Yes, absolutely, if you value natural, realistic sound reproduction, not artifice.

Thing ive always wanted to know is... how do you know its realistic??

Were you at the original live recording of the music and remeber what it sounds like?
Did you watch the sound engineer mix and master the CD so you know that the sound was not tampered with?

Sorry, but "realistic" isnt a description i can believe.
If you said "it sounds the best to my ears", then sure...
 
Re: Re: Re: Re: Re: Re: On topic

Originally posted by guido
no lin interpolation, sounds great to me! Must be an even better form of interpolation then :D

It isn't any kind of interpolation, not according to the meaning of the word interpolation.


I know you dont really care much of other people's opinion, to bad for you.

You are quite right. I don't have much time for opinions. Everyone and his dog has an opinion, give me facts any day.


I don't know what i'm exactly listening to, but the 'musical effects' sound fine. Dismissing something because you don't understand what is going on is your loss.

* Provided material *
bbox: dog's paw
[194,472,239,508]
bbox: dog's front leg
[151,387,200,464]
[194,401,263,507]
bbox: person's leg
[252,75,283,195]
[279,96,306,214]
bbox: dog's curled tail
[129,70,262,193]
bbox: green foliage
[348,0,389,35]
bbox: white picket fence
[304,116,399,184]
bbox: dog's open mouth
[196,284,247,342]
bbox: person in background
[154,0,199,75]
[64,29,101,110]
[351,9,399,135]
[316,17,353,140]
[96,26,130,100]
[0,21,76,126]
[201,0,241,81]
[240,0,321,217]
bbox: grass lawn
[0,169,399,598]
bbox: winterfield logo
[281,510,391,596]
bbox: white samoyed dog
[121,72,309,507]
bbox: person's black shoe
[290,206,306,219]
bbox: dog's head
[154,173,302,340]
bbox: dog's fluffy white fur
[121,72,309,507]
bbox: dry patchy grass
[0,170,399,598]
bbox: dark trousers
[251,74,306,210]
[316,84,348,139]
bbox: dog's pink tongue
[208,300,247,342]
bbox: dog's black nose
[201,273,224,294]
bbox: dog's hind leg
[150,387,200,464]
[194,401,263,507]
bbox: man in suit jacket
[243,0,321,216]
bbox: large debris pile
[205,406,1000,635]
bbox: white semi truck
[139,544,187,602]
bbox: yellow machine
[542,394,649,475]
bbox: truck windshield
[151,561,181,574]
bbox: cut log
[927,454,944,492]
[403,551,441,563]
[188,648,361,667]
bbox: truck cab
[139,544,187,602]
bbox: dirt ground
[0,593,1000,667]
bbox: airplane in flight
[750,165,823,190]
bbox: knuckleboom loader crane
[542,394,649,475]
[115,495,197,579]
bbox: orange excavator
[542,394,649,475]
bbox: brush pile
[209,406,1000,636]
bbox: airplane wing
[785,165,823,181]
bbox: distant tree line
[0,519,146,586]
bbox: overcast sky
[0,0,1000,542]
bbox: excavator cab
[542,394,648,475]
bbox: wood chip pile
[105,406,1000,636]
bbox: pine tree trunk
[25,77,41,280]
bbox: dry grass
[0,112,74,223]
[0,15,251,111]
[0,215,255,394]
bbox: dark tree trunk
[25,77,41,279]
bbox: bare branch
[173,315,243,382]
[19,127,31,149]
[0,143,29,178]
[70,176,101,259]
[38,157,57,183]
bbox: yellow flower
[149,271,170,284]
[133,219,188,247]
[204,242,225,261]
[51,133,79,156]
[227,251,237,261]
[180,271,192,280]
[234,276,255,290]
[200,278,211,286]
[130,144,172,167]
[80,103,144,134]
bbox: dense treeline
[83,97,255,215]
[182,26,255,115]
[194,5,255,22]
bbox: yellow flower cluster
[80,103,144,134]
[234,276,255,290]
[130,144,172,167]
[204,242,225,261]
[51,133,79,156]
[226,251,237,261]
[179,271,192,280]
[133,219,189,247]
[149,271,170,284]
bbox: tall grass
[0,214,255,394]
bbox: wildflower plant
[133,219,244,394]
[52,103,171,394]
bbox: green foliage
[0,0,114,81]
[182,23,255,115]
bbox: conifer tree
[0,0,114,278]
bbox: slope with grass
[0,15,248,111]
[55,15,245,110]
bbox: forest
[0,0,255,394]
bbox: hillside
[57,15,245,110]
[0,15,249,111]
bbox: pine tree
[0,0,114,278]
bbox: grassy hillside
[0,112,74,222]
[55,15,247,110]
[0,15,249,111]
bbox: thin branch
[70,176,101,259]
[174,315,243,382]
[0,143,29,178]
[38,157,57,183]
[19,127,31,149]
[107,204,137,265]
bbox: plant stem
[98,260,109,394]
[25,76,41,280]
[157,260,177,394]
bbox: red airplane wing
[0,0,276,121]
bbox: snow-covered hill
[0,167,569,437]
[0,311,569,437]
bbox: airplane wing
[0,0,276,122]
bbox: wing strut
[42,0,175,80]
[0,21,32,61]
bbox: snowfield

* Exercise requirements *
A - In the forum thread, what does one poster say they would rather have instead of opinions?
B - Reproduce the passage of the forum thread that opens with the words containing "Were you at" and closes with "not tampered with?".

* Task answers *
A - Facts.

B -
Were you at the original live recording of the music and remeber what it sounds like?
Did you watch the sound engineer mix and master the CD so you know that the sound was not tampered with?